### Data shown

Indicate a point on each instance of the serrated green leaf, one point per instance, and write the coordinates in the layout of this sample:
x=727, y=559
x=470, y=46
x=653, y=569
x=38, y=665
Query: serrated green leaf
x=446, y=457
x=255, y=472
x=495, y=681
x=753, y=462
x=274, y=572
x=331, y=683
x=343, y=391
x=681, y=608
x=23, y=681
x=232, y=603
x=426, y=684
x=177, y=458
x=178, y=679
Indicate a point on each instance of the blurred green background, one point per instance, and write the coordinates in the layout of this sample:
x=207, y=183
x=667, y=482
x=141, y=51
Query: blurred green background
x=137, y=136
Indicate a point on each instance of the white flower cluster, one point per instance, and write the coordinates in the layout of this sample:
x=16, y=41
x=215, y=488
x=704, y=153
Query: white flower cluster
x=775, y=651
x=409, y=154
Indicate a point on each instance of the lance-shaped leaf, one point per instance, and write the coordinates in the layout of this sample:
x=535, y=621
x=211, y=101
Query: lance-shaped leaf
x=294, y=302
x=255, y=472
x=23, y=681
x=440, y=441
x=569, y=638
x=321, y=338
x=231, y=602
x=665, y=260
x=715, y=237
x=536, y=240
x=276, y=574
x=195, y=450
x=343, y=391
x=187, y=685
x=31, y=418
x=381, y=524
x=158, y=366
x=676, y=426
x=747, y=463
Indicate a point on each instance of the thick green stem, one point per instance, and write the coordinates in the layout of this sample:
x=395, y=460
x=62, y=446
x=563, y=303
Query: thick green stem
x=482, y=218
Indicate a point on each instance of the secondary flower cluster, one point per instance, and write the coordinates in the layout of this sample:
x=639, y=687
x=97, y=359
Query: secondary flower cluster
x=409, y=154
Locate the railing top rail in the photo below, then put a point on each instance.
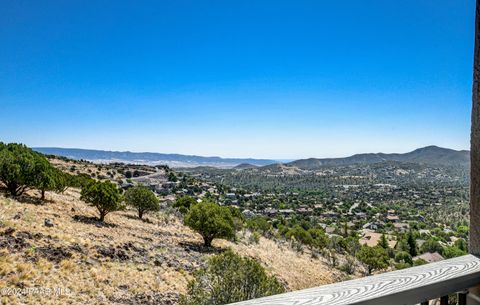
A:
(407, 286)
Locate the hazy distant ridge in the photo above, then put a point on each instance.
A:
(433, 155)
(148, 157)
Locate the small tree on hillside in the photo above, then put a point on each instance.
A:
(383, 242)
(17, 167)
(412, 243)
(211, 221)
(47, 178)
(229, 278)
(374, 258)
(184, 203)
(143, 199)
(104, 196)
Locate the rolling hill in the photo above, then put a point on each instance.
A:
(432, 155)
(173, 160)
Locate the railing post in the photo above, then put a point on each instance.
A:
(444, 300)
(462, 297)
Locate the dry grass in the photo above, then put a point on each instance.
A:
(106, 280)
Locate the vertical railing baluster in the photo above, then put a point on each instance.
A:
(462, 298)
(444, 300)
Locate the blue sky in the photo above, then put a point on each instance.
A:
(271, 79)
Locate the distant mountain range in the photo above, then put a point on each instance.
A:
(173, 160)
(432, 155)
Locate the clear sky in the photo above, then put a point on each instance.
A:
(272, 79)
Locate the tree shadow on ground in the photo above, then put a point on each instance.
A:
(200, 248)
(93, 220)
(134, 217)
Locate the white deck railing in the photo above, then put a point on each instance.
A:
(408, 286)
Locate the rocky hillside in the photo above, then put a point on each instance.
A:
(60, 245)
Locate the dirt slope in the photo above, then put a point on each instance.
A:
(127, 261)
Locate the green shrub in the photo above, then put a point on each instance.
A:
(17, 167)
(374, 258)
(229, 278)
(104, 196)
(211, 221)
(143, 199)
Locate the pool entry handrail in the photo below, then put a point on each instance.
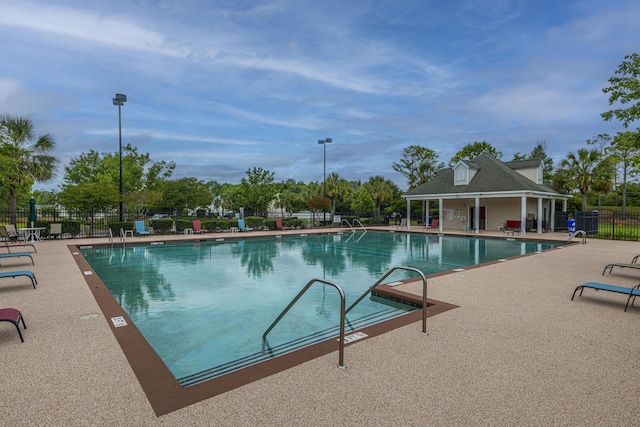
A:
(424, 293)
(578, 233)
(352, 227)
(291, 304)
(348, 224)
(359, 223)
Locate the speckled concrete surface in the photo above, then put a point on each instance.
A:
(516, 352)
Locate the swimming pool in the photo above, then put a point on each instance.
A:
(204, 305)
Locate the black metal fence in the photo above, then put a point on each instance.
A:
(604, 224)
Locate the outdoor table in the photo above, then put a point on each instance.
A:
(31, 234)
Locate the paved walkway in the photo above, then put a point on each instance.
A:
(516, 352)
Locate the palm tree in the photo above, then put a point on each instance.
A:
(25, 158)
(586, 170)
(337, 188)
(380, 191)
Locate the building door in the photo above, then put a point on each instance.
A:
(472, 215)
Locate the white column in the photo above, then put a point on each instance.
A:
(523, 215)
(476, 215)
(539, 230)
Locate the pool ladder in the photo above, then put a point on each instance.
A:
(352, 227)
(343, 312)
(578, 233)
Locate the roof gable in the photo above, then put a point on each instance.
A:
(491, 176)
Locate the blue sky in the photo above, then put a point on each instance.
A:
(222, 86)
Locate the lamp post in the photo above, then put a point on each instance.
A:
(324, 143)
(119, 100)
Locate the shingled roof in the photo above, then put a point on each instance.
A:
(492, 176)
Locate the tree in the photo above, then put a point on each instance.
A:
(625, 89)
(625, 152)
(380, 190)
(89, 197)
(337, 189)
(584, 171)
(24, 158)
(470, 151)
(142, 178)
(185, 194)
(418, 164)
(603, 140)
(259, 189)
(362, 201)
(540, 152)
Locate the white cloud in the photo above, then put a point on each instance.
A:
(113, 30)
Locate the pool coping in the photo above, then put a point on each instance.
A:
(162, 389)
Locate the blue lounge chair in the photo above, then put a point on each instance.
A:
(632, 266)
(17, 255)
(140, 228)
(14, 316)
(632, 292)
(4, 235)
(243, 227)
(17, 273)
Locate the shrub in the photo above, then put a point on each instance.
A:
(161, 225)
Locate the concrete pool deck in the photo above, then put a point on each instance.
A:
(517, 350)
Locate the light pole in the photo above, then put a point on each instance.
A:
(324, 143)
(119, 100)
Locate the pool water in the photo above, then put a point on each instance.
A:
(203, 306)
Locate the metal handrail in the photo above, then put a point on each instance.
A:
(358, 221)
(349, 224)
(577, 233)
(424, 293)
(342, 316)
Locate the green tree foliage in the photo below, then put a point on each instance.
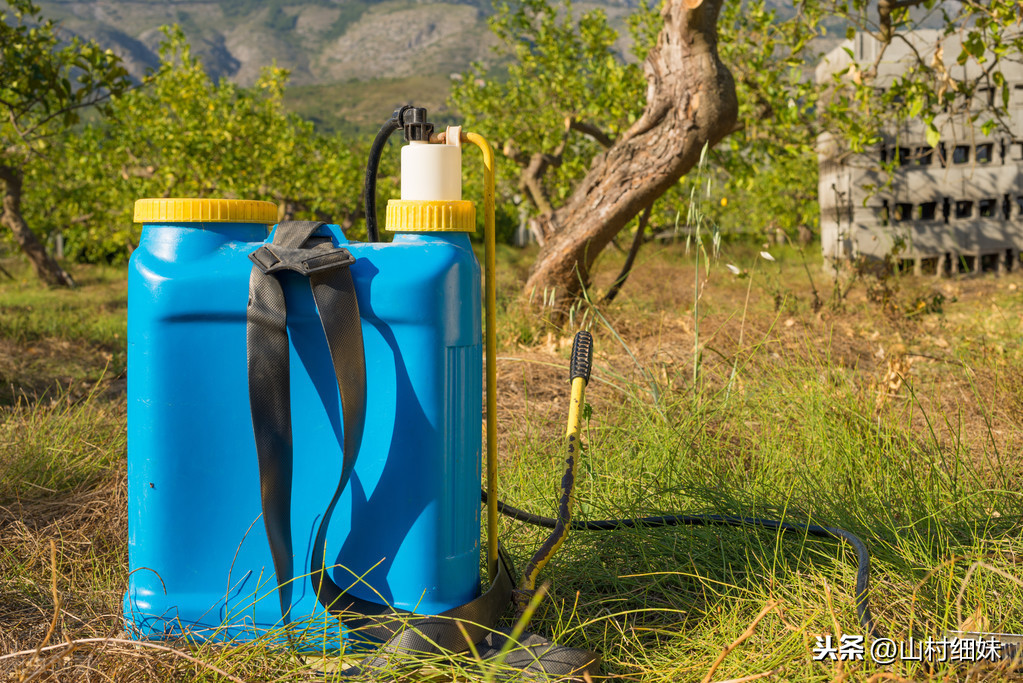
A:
(564, 69)
(44, 87)
(981, 37)
(566, 76)
(184, 135)
(568, 70)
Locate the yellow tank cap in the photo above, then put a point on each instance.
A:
(424, 216)
(205, 211)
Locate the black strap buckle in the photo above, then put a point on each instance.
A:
(271, 259)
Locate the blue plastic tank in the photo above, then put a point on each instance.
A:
(408, 524)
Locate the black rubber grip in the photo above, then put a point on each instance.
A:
(582, 356)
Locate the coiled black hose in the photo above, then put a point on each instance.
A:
(372, 165)
(862, 555)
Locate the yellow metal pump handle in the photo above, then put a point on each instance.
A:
(490, 284)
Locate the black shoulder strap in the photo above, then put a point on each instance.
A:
(295, 247)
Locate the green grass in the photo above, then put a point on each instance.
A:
(786, 423)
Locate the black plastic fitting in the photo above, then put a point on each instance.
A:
(582, 356)
(417, 129)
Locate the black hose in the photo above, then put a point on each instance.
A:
(862, 555)
(372, 164)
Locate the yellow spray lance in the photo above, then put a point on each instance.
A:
(567, 661)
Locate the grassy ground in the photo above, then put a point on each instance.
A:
(890, 407)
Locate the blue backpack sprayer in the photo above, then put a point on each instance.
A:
(304, 425)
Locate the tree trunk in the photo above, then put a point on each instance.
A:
(46, 268)
(691, 102)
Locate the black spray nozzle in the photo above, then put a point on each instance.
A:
(582, 356)
(417, 129)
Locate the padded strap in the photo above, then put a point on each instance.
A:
(295, 248)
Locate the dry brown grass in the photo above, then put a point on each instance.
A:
(922, 365)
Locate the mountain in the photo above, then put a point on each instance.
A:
(351, 60)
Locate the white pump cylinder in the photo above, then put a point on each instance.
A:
(431, 172)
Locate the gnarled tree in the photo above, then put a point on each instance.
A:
(691, 102)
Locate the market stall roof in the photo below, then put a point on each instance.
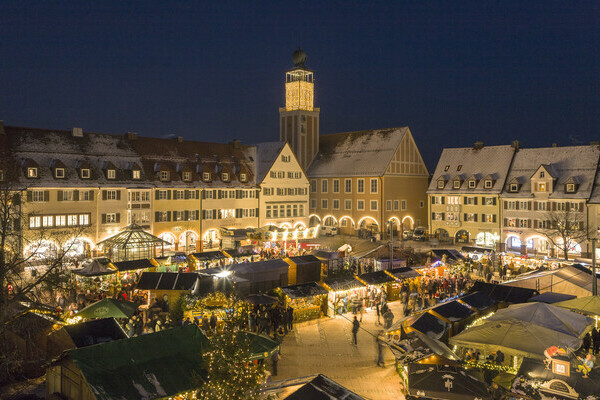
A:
(208, 256)
(261, 346)
(476, 249)
(548, 316)
(403, 272)
(94, 268)
(439, 381)
(304, 290)
(451, 254)
(168, 281)
(155, 365)
(343, 283)
(478, 300)
(307, 259)
(551, 297)
(505, 293)
(130, 265)
(514, 337)
(107, 308)
(430, 325)
(88, 333)
(453, 311)
(589, 305)
(323, 388)
(376, 278)
(132, 236)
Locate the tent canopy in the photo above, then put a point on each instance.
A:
(132, 236)
(514, 337)
(107, 308)
(548, 316)
(94, 268)
(444, 382)
(155, 365)
(589, 305)
(323, 388)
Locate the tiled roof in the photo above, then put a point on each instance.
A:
(564, 163)
(363, 153)
(488, 162)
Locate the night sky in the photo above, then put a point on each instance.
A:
(455, 71)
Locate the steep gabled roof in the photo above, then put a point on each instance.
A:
(564, 163)
(363, 153)
(267, 154)
(488, 161)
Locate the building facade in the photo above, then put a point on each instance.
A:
(283, 200)
(358, 180)
(464, 194)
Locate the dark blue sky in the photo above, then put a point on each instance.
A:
(454, 71)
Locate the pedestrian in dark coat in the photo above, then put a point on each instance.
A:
(355, 328)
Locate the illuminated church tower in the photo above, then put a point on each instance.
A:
(299, 119)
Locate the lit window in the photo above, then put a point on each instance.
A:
(374, 185)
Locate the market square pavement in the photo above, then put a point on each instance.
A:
(324, 346)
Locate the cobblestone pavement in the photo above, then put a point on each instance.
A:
(325, 347)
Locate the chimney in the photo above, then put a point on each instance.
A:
(77, 132)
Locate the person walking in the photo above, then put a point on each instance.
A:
(380, 349)
(355, 328)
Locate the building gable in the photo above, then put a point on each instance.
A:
(407, 159)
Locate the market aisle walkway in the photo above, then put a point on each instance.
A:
(325, 346)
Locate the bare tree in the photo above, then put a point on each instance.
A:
(564, 228)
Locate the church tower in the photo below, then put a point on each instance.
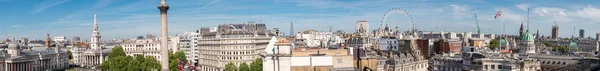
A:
(95, 36)
(521, 30)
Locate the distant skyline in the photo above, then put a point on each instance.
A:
(123, 18)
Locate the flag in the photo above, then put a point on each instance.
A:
(498, 14)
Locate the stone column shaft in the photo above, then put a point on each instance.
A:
(163, 7)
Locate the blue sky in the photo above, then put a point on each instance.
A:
(123, 18)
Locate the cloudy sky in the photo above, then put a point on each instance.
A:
(128, 18)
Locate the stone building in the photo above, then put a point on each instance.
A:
(18, 57)
(94, 54)
(527, 43)
(146, 47)
(231, 43)
(408, 56)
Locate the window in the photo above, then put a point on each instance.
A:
(499, 66)
(485, 67)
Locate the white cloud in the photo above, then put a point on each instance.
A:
(509, 15)
(522, 6)
(460, 10)
(47, 4)
(215, 1)
(589, 12)
(15, 26)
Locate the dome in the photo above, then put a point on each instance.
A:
(14, 45)
(527, 36)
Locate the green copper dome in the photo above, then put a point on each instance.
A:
(527, 36)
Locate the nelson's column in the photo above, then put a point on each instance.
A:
(163, 36)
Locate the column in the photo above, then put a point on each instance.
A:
(101, 58)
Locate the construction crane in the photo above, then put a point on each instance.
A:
(477, 23)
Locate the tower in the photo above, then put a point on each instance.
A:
(521, 30)
(95, 39)
(292, 29)
(47, 42)
(581, 33)
(362, 26)
(555, 31)
(163, 7)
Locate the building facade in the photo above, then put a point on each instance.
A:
(146, 47)
(555, 31)
(231, 43)
(188, 43)
(318, 39)
(94, 54)
(16, 58)
(527, 44)
(362, 26)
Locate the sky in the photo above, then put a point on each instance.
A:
(129, 18)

######

→ What is expected
Present the lines from the one containing "Locate the construction" through the end of the records, both ends included, as a Markdown table with the columns "Number" and "Line". Number the rows in order and omit blank lines.

→ Answer in full
| Number | Line |
|---|---|
| 1 | Locate the construction crane in the photo above, then put a point on each instance. |
| 2 | A: |
| 3 | (477, 23) |
| 4 | Locate the tower in the photo above, then put a point on each instance. |
| 5 | A: |
| 6 | (521, 30) |
| 7 | (95, 39) |
| 8 | (292, 29) |
| 9 | (47, 42) |
| 10 | (581, 33) |
| 11 | (362, 26) |
| 12 | (555, 31) |
| 13 | (163, 7) |
| 14 | Locate the building facade in the photo above, then put a point on each instance. |
| 15 | A: |
| 16 | (146, 47) |
| 17 | (555, 31) |
| 18 | (231, 43) |
| 19 | (188, 43) |
| 20 | (318, 39) |
| 21 | (94, 54) |
| 22 | (16, 58) |
| 23 | (527, 44) |
| 24 | (362, 26) |
| 25 | Locate the sky in the photo above, then put a point on each instance. |
| 26 | A: |
| 27 | (129, 18) |